#### PROBLEMS AND TASKS:
1/ Answer these from the Sebastian Kind biography:
(a) Where did Kind earn his bachelor's degree, and in what field?
(b) Which law did he draft while advising the Senate?
(c) In what country does Kind live?
2/ Render this sentence from the Sebastian Kind biography in Spanish: "In 2010, he founded the MS in Renewable Energy at the National Technological University (Argentina) and served as director until 2017."
3/ Reproduce the stretch of the Sebastian Kind biography from "Argentine public official" through "director until 2017.", keeping every word unchanged.

#### QUOTED PASSAGE:
Segment Open

Argentine public official

Sebastian Alejandro Kind (born 1979) is an Argentinian engineer, policymaker and advisor. He served as Undersecretary of Renewable Energy at the Ministry of Energy in Argentina between 2016 and 2019. Kind led the country's energy transition towards a cleaner matrix through a program titled RenovAr. In 2018, he was appointed as Chair of the Council of the International Renewable Energy Agency (IRENA).

== Career and education ==
Kind attended the National Technological University of Buenos Aires (Argentina), where he completed his Bachelors degree in Mechanical Engineering.

In 2010, he founded the MS in Renewable Energy at the National Technological University (Argentina) and served as director until 2017.

Between 2013 and 2015, he performed as an advisor to the Senate and drafted Act 27,191, that was unanimously approved by Congress. This law set the policy framework and objectives that he is currently putting in practice as a government official.

Throughout the course of his tenure as Undersecretary of Renewable Energy, he was responsible for the drafting of the regulatory framework for renewables including the enovar, the FODER trust fund and the PPA regulation, among others. During Argentina's G20 presidency in 2018, he co-led the first Forum on renewable energy and energy efficiency at the Energy Transitions Working Group (ETWG) meetings in Buenos Aires. Kind earned MS in Renewable Energy from the EUREC Agency in Brussels (Belgium)/ NTUA in Athens (Greece)/University of Zaragoza (Spain).

== Awards and fellowships ==

In 2018, he was appointed as Chair of the Council of the International Renewable Energy Agency (IRENA), and was selected as Fellow of the Eisenhower Foundation (EF) in Philadelphia and as Global Leader of the World Economic Forum (WEF) in Geneva in recognition of his accomplishments. In 2019, he received the Clean Energy Award of the Latin American and Caribbean Council on Renewable Energy (LAC-CORE) and the Climate Breakthrough Award (an initiative of the Packard Foundation with the support of the Oak, Good Energies, and IKEA Foundations) for developing GREENMAP (Global Renewable Energy Mass Adoption Program). His objective for GREENMAP is to create a platform that fosters favorable market conditions and financial safeguards for renewable energy. The platform will enable the large-scale adoption of renewable energy in countries that have traditionally struggled to access international capital markets.

== Personal life ==
Kind lives in Spain with his wife and two children.

Segment Closed

#### SOURCE INFORMATION:
Segment Open

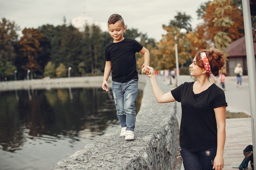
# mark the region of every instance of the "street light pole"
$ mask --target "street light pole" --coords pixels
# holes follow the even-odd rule
[[[180,30],[180,33],[184,35],[186,33],[186,30],[184,28],[182,28]],[[178,58],[178,44],[177,44],[177,38],[176,35],[174,36],[175,41],[175,58],[176,60],[176,75],[177,77],[177,81],[176,86],[177,86],[180,85],[180,69],[179,68],[179,59]]]
[[[30,73],[30,70],[28,70],[27,72],[27,79],[28,80],[29,79],[29,73]]]
[[[176,35],[174,37],[175,40],[175,59],[176,60],[176,77],[177,80],[176,81],[176,86],[177,86],[180,85],[180,70],[179,69],[179,59],[178,58],[178,44],[177,42],[177,38]]]
[[[68,68],[68,78],[70,77],[70,70],[71,70],[71,67],[69,67]]]
[[[17,80],[16,74],[17,74],[17,70],[15,70],[14,71],[14,80],[15,81]]]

Segment Closed

#### RESPONSES PER TASK:
1/
(a) At the National Technological University of Buenos Aires (Argentina), in Mechanical Engineering.
(b) Act 27,191.
(c) Spain.

2/ En 2010 fundó la maestría en Energías Renovables en la Universidad Tecnológica Nacional (Argentina) y se desempeñó como director hasta 2017.

3/
Argentine public official

Sebastian Alejandro Kind (born 1979) is an Argentinian engineer, policymaker and advisor. He served as Undersecretary of Renewable Energy at the Ministry of Energy in Argentina between 2016 and 2019. Kind led the country's energy transition towards a cleaner matrix through a program titled RenovAr. In 2018, he was appointed as Chair of the Council of the International Renewable Energy Agency (IRENA).

== Career and education ==
Kind attended the National Technological University of Buenos Aires (Argentina), where he completed his Bachelors degree in Mechanical Engineering.

In 2010, he founded the MS in Renewable Energy at the National Technological University (Argentina) and served as director until 2017.